▶ [About this task]:
Although the entries contain pictures, the copy should hold only their exact text.

▶ [Given data]:
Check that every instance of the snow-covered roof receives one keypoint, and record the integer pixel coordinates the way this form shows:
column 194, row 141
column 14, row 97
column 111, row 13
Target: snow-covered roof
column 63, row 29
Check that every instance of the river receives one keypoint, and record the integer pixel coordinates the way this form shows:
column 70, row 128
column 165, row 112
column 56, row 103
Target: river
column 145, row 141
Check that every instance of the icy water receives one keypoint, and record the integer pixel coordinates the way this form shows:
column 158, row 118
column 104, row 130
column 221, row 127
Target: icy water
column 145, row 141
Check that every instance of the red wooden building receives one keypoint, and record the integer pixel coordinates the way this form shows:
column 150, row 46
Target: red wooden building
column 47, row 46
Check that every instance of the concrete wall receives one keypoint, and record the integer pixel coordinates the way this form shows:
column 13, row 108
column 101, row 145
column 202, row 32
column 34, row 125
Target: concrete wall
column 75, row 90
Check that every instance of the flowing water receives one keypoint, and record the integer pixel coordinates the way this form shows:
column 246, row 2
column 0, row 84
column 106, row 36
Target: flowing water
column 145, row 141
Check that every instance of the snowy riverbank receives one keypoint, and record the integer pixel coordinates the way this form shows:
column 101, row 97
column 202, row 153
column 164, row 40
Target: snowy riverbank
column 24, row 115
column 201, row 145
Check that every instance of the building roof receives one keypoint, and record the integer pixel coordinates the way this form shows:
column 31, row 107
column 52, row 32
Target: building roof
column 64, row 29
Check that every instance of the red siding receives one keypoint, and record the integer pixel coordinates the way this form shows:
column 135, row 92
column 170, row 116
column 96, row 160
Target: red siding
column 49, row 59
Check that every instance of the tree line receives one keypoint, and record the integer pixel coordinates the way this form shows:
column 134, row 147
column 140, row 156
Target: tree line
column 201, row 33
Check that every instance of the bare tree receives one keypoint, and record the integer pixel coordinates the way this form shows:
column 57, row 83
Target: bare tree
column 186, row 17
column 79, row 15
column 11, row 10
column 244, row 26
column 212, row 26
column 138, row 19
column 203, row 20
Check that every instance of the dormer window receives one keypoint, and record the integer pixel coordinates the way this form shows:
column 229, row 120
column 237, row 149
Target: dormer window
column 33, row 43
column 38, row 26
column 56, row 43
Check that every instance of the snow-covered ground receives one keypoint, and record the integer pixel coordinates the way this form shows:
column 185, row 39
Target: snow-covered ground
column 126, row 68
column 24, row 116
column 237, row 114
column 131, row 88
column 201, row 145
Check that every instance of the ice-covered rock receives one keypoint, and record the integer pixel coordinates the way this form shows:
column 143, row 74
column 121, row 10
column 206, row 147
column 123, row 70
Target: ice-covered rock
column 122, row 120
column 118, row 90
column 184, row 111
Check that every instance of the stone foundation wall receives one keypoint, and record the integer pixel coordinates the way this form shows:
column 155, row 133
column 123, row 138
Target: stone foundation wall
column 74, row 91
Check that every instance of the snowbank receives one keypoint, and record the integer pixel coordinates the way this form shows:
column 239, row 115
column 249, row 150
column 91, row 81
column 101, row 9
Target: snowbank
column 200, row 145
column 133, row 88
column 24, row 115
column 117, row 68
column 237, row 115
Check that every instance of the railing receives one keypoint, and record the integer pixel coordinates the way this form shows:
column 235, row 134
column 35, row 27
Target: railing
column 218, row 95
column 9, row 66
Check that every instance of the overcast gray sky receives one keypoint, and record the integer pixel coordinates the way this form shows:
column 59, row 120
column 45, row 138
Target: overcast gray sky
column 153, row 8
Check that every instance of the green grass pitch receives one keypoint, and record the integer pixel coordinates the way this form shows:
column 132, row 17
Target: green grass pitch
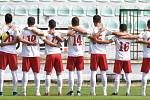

▶ [Exercise response]:
Check that every instance of the snow-covered roof receives one keypoint, and record the integer pixel coordinates the way this form shows:
column 194, row 141
column 14, row 97
column 111, row 13
Target: snow-covered roof
column 63, row 29
Check that every instance of the river receives one keypoint, and record the integer pixel coordinates the way this form shows:
column 70, row 128
column 165, row 112
column 56, row 103
Target: river
column 145, row 141
Check that every instance of the icy water receives one keypoint, and record the integer pixel coordinates the way this form shows:
column 158, row 118
column 104, row 130
column 221, row 127
Target: icy water
column 145, row 141
Check that every instance of the red wooden building receives one keypoint, and record the integer pixel coordinates the way this form shows:
column 150, row 46
Target: red wooden building
column 47, row 46
Check that every instance of the concrete wall receives one keypoint, and record the integer pixel coordinates the way this form shows:
column 13, row 108
column 101, row 145
column 202, row 32
column 34, row 125
Target: concrete wall
column 75, row 90
Check that every instance of the flowing water receives one keypoint, and record the integer pixel coordinates the way this form shows:
column 246, row 2
column 0, row 84
column 106, row 36
Target: flowing water
column 145, row 141
Check that every instance of the snowy riverbank receives one keypoint, and record the integer pixel coordinates the way this form shows:
column 101, row 97
column 202, row 153
column 164, row 40
Target: snowy riverbank
column 24, row 115
column 201, row 145
Check that every instance of the building roof receives one keypoint, and record the integer pixel coordinates the way this form shows:
column 31, row 107
column 52, row 32
Target: building roof
column 64, row 29
Check that every instance of the red siding receives one keypoint, and record the integer pixel coordinates the way this form shows:
column 135, row 92
column 170, row 116
column 96, row 160
Target: red siding
column 49, row 59
Check that every instance of the tree line receives one keypoint, and record the integer pixel coordinates the way this form shows:
column 134, row 147
column 140, row 156
Target: tree line
column 201, row 33
Check that every instance of the bare tree receives one keypoint, and record the integer pixel coordinates the way this form shows:
column 57, row 83
Target: bare tree
column 186, row 17
column 79, row 15
column 11, row 10
column 244, row 26
column 212, row 26
column 138, row 19
column 203, row 20
Check that every instance of the dormer window receives one keypoint, and record the integer pixel coordinates the way this form shows:
column 229, row 120
column 237, row 149
Target: dormer window
column 33, row 43
column 38, row 26
column 56, row 43
Check that every instance of the snow-covered ground receives one keypoint, and record the integer pixel coordinates the way this form shows:
column 185, row 39
Target: snow-covered ground
column 126, row 68
column 24, row 116
column 237, row 114
column 131, row 88
column 201, row 145
Check that every instance of the ice-covered rock receives one keypoint, and record the integer pixel coordinates the way this form shows:
column 143, row 74
column 121, row 10
column 206, row 147
column 123, row 70
Target: ice-covered rock
column 122, row 120
column 118, row 90
column 184, row 111
Check that every instance of the stone foundation wall receives one keypoint, and record the integer pixel coordinates the way this form shows:
column 155, row 133
column 123, row 138
Target: stone foundation wall
column 74, row 91
Check that every instance of the snowbank receives one keypoint, and record the integer pixel coordinates the way this form shows:
column 239, row 115
column 249, row 150
column 91, row 81
column 101, row 9
Target: snowbank
column 200, row 145
column 133, row 88
column 24, row 115
column 117, row 68
column 237, row 115
Check that every instance of the railing receives one keypoint, and record the integer pixel coordinates the way this form shows:
column 235, row 134
column 35, row 27
Target: railing
column 218, row 95
column 9, row 66
Check that every instance of the overcast gray sky receives one keypoint, and record the integer pixel coordinates the way this form shows:
column 59, row 120
column 45, row 138
Target: overcast gray sky
column 153, row 8
Check that every instance of the green grass pitch receives one keypoint, and record the integer pixel coordinates the way this form shows:
column 132, row 17
Target: green grass pitch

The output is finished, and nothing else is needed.